Trig. problem

[Tinkermom]

I need help on the attached Trigonometry problem. I think I found the Area of the sector, but not the shaded area only. I see one mistake I think....Here is what I did.

A=1/2 r^2 (theta)

A = 1/2 (2(pi) - 3root3/12) (theta)

A = 12(4(pi) - 6root 3/12) (theta)

A= 4(pi) - 6root3/12 (theta)

A = pi - root3/6 (theta)

Oh boy....I need help.

 

[Deleted member 4993]

I need help on the attached Trigonometry problem. I think I found the Area of the sector, but not the shaded area only. I see one mistake I think....Here is what I did.

A=1/2 r^2 (theta) <<< How did you get that equation??
A = 1/2 (2(pi) - 3root3/12) (theta) <<< where did "r" go?? However, as defined in the problem, that should be "s".

A = 12(4(pi) - 6root 3/12) (theta)

A= 4(pi) - 6root3/12 (theta)

A = pi - root3/6 (theta)

Oh boy....I need help.

 

[soroban]

Hello, Tinkermom!

Your formula is correct.

\(\displaystyle \text{The area of a sector is: }\:A \:=\:\tfrac{1}{2}r^2\theta\)

. . \(\displaystyle \text{where }r\text{ is the radius and }\theta\text{ is the central angle in radians.}\)


\(\displaystyle \text{We have: \,radius }= s,\;\;\theta = 60^o = \tfrac{\pi}{3}\)

\(\displaystyle \text{Hence: }\:A(\text{sector}) \:=\:\tfrac{1}{2}s^2(\tfrac{\pi}{3}) \:=\:\tfrac{\pi}{6}s^2\)


\(\displaystyle \text{The area of an equilateral triangle of side }s\text{ is:}\)

. . \(\displaystyle A(\text{triangle}) \:=\:\tfrac{\sqrt{3}}{4}s^2\)


\(\displaystyle \text{Therefore, the area of the segment is:}\)

. . \(\displaystyle \frac{\pi}{6}s^2 - \frac{\sqrt{3}}{4}s^2 \;=\;s^2\left(\frac{\pi}{6} - \frac{\sqrt{3}}{4}\right) \;=\;s^2\left(\frac{2\pi - 3\sqrt{3}}{12}\right)\)

 

[Tinkermom]

At first I didn't see how you got root3/4 s^2. I had to stare at it a while...but I got it.

Thank you for your help.

——

→ **GOAL 1**: Rescale the rows starting at the line containing "segment the beer bottle" and continuing through the final row, including both ends. Repeat every line, requests included, and multiply each coordinate in the answers by 0.9, rounding to whole numbers with halves rounded up. Leave the pictures out.

Contour labeling entries

——

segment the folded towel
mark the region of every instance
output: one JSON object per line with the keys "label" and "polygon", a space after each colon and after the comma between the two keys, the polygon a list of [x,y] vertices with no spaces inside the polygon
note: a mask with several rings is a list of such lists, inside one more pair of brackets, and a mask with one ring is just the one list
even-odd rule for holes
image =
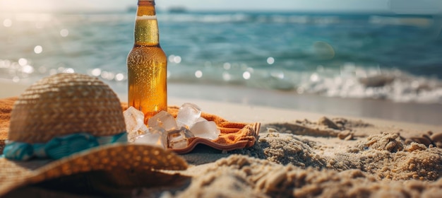
{"label": "folded towel", "polygon": [[[0,99],[0,153],[3,153],[5,140],[8,138],[9,120],[13,104],[17,97]],[[121,103],[122,110],[128,108],[127,103]],[[169,106],[167,111],[174,117],[179,107]],[[198,144],[203,144],[221,151],[231,151],[252,146],[258,134],[260,123],[241,123],[229,122],[217,115],[202,112],[201,117],[213,121],[220,129],[218,138],[214,140],[195,137],[189,139],[189,146],[181,149],[172,149],[178,153],[191,152]]]}

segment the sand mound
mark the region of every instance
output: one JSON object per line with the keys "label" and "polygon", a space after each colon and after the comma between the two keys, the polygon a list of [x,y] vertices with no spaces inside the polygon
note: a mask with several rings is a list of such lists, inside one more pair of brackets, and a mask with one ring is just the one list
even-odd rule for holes
{"label": "sand mound", "polygon": [[[442,150],[405,143],[396,131],[342,139],[374,127],[348,121],[263,126],[251,148],[232,151],[190,171],[177,197],[437,197],[442,194]],[[328,121],[324,123],[327,123]],[[351,127],[350,127],[351,126]],[[360,134],[360,133],[359,133]],[[229,155],[230,154],[230,155]],[[222,154],[220,154],[222,155]],[[169,194],[169,196],[173,197]]]}

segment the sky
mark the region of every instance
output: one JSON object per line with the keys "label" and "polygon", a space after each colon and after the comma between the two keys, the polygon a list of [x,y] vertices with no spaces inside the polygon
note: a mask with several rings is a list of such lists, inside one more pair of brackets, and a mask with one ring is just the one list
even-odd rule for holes
{"label": "sky", "polygon": [[[124,11],[137,0],[0,0],[6,11]],[[442,0],[155,0],[159,9],[442,13]]]}

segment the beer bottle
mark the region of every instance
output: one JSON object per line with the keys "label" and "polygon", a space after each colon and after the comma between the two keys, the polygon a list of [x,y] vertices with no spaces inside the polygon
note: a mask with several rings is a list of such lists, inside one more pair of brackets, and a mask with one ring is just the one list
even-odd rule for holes
{"label": "beer bottle", "polygon": [[167,58],[160,46],[154,0],[138,0],[134,44],[127,57],[129,105],[144,113],[144,122],[167,110]]}

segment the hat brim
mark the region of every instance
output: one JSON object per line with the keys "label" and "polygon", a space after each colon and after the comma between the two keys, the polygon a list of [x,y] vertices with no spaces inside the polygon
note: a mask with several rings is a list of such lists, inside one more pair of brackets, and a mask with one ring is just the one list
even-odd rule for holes
{"label": "hat brim", "polygon": [[[0,170],[0,197],[2,197],[20,187],[85,173],[95,173],[88,175],[107,173],[107,177],[114,181],[112,185],[146,187],[150,184],[141,180],[142,177],[166,174],[160,173],[159,170],[186,170],[187,163],[173,152],[159,147],[115,144],[86,150],[55,161],[21,162],[0,158],[0,167],[2,168]],[[155,181],[159,180],[155,179]]]}

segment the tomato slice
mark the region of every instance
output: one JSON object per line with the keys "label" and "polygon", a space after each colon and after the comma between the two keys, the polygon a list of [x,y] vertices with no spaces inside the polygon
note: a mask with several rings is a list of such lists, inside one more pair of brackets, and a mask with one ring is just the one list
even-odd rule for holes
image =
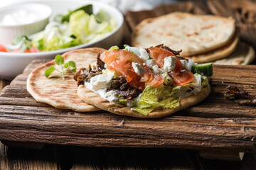
{"label": "tomato slice", "polygon": [[7,49],[1,44],[0,44],[0,52],[7,52]]}
{"label": "tomato slice", "polygon": [[[124,76],[134,88],[144,89],[145,84],[158,86],[164,82],[164,78],[161,75],[153,74],[143,60],[131,52],[123,50],[106,51],[100,55],[100,59],[106,63],[107,69]],[[142,67],[144,72],[142,76],[136,74],[132,67],[132,62],[139,63]]]}
{"label": "tomato slice", "polygon": [[169,72],[174,84],[181,86],[193,81],[195,77],[191,72],[183,67],[182,63],[178,58],[171,52],[159,47],[150,47],[148,49],[149,56],[155,61],[161,68],[164,67],[164,58],[169,56],[176,57],[176,63],[173,71]]}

——

→ **GOAL 2**: In the trigonometry thread, what value is given for the sector's central angle?

→ **OUTPUT 1**:
segment the beer bottle
mark the region of every instance
output: one JSON object per line with the keys "label" and "polygon", a space after each colon and after the comma between the two keys, the polygon a list of [x,y] vertices with no spaces inside the polygon
note: a mask with several rings is a list of such lists, inside one more pair of brackets, and a mask with one ring is just the one list
even-odd rule for holes
{"label": "beer bottle", "polygon": [[150,52],[144,41],[139,0],[124,0],[121,40],[114,51],[116,95],[130,102],[130,110],[150,99]]}

segment the hat brim
mark the region of every instance
output: one JSON object per line with the keys "label" and "polygon", a space after each colon and after the comma between the two keys, the polygon a list of [x,y] vertices with no spaces inside the polygon
note: a mask with several rings is a list of such lists, inside one more pair of brackets, and a mask with one ring is just the one list
even-odd rule for holes
{"label": "hat brim", "polygon": [[[0,153],[0,177],[2,177],[18,168],[77,156],[86,156],[79,158],[96,156],[96,159],[103,163],[101,167],[131,168],[135,166],[127,162],[128,159],[149,157],[144,156],[143,153],[167,153],[168,147],[156,137],[143,132],[104,130],[77,135],[50,145],[19,146],[0,142],[0,150],[2,151]],[[140,163],[143,162],[140,161]]]}

segment the tomato slice
mark the region of every instance
output: one JSON object per line with the keys "label" and "polygon", a space after each colon and after the comma between the two keys, the polygon a list of [x,y] vertices with no spaces inside the polygon
note: a mask with several rings is a list of such lists, inside one more pair of brackets, and a mask with one ring is just the one list
even-odd rule for holes
image =
{"label": "tomato slice", "polygon": [[6,44],[1,40],[0,40],[0,47],[6,47]]}
{"label": "tomato slice", "polygon": [[[112,68],[121,79],[130,80],[131,76],[142,77],[148,74],[148,70],[145,68],[138,67],[129,54],[118,47],[111,45],[95,46],[90,50],[90,53],[95,57],[96,62]],[[128,60],[130,65],[128,68],[122,67],[119,60],[119,56],[125,57]]]}
{"label": "tomato slice", "polygon": [[152,65],[157,76],[163,77],[174,73],[176,69],[172,65],[165,60],[164,57],[160,52],[154,47],[143,42],[135,42],[133,44],[134,50],[140,55],[145,61],[148,60],[148,52],[152,50],[158,51],[158,57],[156,64]]}

→ **OUTPUT 2**: 60°, which is π/3 radians.